▶ [WORK INSTRUCTIONS]:
Could you reproduce every line of the listing below word for word, without changing anything?

▶ [SOURCE DATA]:
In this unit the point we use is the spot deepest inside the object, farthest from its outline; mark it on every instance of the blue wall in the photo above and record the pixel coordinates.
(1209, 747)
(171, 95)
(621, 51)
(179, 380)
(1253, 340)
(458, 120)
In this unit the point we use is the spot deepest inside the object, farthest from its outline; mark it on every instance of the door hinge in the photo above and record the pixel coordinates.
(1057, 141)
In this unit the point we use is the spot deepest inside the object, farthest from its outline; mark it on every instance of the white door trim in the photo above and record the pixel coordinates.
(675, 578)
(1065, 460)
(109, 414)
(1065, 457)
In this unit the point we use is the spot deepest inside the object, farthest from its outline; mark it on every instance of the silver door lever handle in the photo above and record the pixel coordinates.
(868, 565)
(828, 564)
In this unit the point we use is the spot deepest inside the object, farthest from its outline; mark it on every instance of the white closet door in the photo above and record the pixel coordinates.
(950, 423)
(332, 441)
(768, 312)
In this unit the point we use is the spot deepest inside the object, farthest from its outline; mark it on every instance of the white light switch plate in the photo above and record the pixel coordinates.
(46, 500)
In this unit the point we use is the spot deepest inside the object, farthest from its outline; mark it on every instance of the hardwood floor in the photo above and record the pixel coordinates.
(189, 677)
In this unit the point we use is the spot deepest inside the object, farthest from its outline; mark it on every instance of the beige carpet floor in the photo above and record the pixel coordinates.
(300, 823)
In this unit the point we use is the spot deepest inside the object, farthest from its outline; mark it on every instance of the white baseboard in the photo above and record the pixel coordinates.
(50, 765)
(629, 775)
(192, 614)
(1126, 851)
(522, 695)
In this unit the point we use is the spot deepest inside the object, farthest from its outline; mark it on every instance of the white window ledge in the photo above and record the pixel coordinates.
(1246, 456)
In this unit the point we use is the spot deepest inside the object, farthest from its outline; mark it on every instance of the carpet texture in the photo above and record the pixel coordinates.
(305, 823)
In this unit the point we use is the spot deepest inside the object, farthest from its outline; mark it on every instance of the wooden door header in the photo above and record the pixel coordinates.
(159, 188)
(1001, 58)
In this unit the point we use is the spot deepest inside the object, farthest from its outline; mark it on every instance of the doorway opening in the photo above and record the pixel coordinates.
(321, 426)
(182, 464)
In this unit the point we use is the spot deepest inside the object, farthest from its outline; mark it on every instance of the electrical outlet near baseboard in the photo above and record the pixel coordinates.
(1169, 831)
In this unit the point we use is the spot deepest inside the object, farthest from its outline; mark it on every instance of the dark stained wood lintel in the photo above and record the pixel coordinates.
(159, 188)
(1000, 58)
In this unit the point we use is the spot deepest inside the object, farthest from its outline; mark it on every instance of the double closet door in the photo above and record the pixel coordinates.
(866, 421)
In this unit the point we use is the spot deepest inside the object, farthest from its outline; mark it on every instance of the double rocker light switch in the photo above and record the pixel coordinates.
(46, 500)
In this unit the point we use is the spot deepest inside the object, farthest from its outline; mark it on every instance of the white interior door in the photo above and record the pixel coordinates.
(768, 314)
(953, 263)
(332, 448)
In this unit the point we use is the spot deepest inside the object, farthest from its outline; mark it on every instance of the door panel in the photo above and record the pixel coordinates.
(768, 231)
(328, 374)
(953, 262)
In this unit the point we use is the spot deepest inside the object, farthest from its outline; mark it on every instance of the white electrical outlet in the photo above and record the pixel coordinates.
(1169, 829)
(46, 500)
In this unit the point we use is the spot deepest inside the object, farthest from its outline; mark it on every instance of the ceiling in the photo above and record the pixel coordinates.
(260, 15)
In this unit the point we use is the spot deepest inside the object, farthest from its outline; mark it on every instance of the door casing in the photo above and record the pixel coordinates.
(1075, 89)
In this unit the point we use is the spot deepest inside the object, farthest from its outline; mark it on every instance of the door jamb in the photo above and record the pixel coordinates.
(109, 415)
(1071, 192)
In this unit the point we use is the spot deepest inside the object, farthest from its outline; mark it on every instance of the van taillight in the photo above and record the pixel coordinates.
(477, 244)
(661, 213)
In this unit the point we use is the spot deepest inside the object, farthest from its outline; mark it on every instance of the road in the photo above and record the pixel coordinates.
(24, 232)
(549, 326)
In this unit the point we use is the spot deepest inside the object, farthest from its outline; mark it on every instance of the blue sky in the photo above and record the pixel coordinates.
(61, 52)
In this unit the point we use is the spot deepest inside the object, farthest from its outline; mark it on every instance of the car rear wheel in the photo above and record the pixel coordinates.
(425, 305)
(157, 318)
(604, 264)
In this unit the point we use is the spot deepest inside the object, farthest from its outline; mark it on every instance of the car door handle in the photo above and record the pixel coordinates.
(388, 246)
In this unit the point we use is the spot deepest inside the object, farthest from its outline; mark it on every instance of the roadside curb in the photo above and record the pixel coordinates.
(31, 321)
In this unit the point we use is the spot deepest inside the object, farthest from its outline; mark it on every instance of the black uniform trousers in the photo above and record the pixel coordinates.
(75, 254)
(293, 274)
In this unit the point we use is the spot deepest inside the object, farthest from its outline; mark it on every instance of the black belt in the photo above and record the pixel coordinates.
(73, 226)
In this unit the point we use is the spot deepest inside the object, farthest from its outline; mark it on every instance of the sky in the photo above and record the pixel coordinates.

▶ [EXERCISE ANSWER]:
In this unit the point we use is the spot deepest inside the object, farthest from its outline; mark it on every instance of the blue wall in the photo above and record the pixel coordinates.
(1209, 747)
(171, 95)
(621, 51)
(179, 380)
(1253, 340)
(458, 120)
In this unit the point we use is the spot deepest inside the object, farthest from its outline; mark it on every instance of the door hinge in the photo above and record the pixel coordinates.
(1057, 141)
In this unit the point we use is the spot deepest inside the object, farthest from its outline; mark it on every instance of the white door trim in the photo above and record the pixel coordinates.
(675, 578)
(1065, 460)
(109, 414)
(1065, 457)
In this unit the point we use is the spot deepest inside the object, farthest from its outline; mark it on every instance of the silver door lever handle in the photo above and record the pixel coordinates.
(868, 565)
(828, 564)
In this unit the point we use is the spot deepest inside the object, farthest from its outline; mark it on every instance of the white closet door in the photo above and record the pixel coordinates.
(950, 423)
(332, 441)
(768, 312)
In this unit the point we use is the spot deepest inside the object, farthest from its outline; mark it on every instance of the white light switch plate in the photo above and record the pixel coordinates.
(46, 500)
In this unit the point we use is the spot deepest inside the object, farthest from its outline; mark it on every instance of the hardwood floor in the photo above and record the pixel coordinates.
(189, 677)
In this unit the point we use is the spot deepest inside the object, farthest from its outline; mark it on every instance of the beige carpet floor in the photo above and record the pixel coordinates.
(300, 823)
In this unit the point we use is the spot deepest inside the object, farthest from its outline; mark it on every instance of the white baseboard in the photo above and record the pixel coordinates.
(50, 765)
(629, 775)
(192, 614)
(1126, 851)
(522, 695)
In this unit the point we use is the spot deepest inside the object, farthest from its outline; mark it on every instance of the white window ledge in the photo above and record the pixel coordinates.
(1246, 456)
In this unit the point we use is the spot deepest inside the object, farthest from its outline; mark it on every instance of the carpet texture in the photo above and record the pixel coordinates.
(305, 823)
In this unit the point we use is the spot deepest inside the object, farthest from its outline; mark it on every instance of the wooden door header in the photo above and record the pixel coordinates.
(159, 188)
(1001, 58)
In this unit the point we use is the spot deepest inside the object, farthest from its outline; mark it on every instance of the doorway opening in the photo above and record the pixel coordinates.
(321, 426)
(182, 464)
In this unit the point we use is the spot deepest inside the object, farthest from its outline; mark it on every instance of the electrical outlet near baseboard in the photo above and record the pixel coordinates.
(1169, 831)
In this unit the point we use is the spot deepest inside the object, farthest from its outline; mark it on every instance of the dark stained wood lintel in the photo above and record the pixel coordinates.
(159, 188)
(1000, 58)
In this unit the point we use is the spot deepest inside the object, farthest from its outline; mark it on every instance of the double closet door in the photo above and record the pixel coordinates.
(866, 421)
In this unit the point we use is the spot deepest inside the object, farthest from its outline; mark it on every instance of the double rocker light switch in the photo above and record the pixel coordinates.
(46, 500)
In this unit the point we use is the spot deepest inside the object, farthest from its outline; mark it on every instance of the white interior door in the photo above and record the pixel coordinates.
(768, 314)
(953, 263)
(332, 448)
In this unit the point we use is the spot deepest inside the object, farthest from its outline; mark it on every instance of the door panel in the photo above and record the pixel coordinates.
(768, 231)
(328, 374)
(953, 262)
In this unit the point we use is the spot deepest inside the object, farthest from its outline; mark it on every instance of the white electrical outlet in the photo above and record the pixel coordinates.
(1169, 829)
(46, 500)
In this unit the point we use is the spot deepest inside the object, farthest from its outline; mark it on every instance of the ceiling in the photo above and record the pixel coordinates.
(260, 15)
In this unit the point we use is the spot deepest inside the object, farthest from its outline; mark it on every instance of the door casing in the photo above and record the pixel coordinates.
(1075, 89)
In this unit the point we use is the spot deepest inside the object, farthest from its outline; mark it on every instance of the door jamb in the photo above and record the pixel coordinates.
(109, 415)
(1071, 192)
In this unit the point we use is the spot deepest inside the object, farthest from its outline; mark it on every instance of the van taillight in the photo above and record the pixel coordinates.
(477, 244)
(661, 213)
In this unit the point we use is the spot deepest inside the object, farthest from its outline; mark it on every instance of the road in the photo above and record the pixel coordinates.
(24, 232)
(549, 326)
In this unit the point we use is the spot deepest inside the object, farthest from its outline; mark it on every instance of the blue sky in the photo above and record the pixel coordinates.
(61, 52)
In this unit the point we use is the spot deepest inside the object, farthest from its outline; mark it on every instance of the car rear wheel in the photo above and record the pixel coordinates.
(425, 305)
(157, 318)
(604, 264)
In this unit the point we use is the spot deepest inside the object, farthest from its outline; mark it on every instance of the car door handle in the photo above and record the pixel coordinates.
(388, 246)
In this unit the point we use is the spot deepest inside the object, farthest from its outline; mark it on every instance of the roadside curb in the photo above and record the pixel coordinates.
(31, 321)
In this unit the point we use is the spot deepest inside the object, farthest from its outline; mark it on every instance of the black uniform trousers in the photo above and record the pixel coordinates.
(75, 254)
(293, 274)
In this unit the point we use is the spot deepest inside the object, farthest from its outline; mark it on every instance of the black belt in the photo above and record the pixel coordinates.
(73, 226)
In this unit the point we use is the spot deepest inside the object, farthest from its outline; mark it on every instance of the sky in the photo above and record the pixel coordinates.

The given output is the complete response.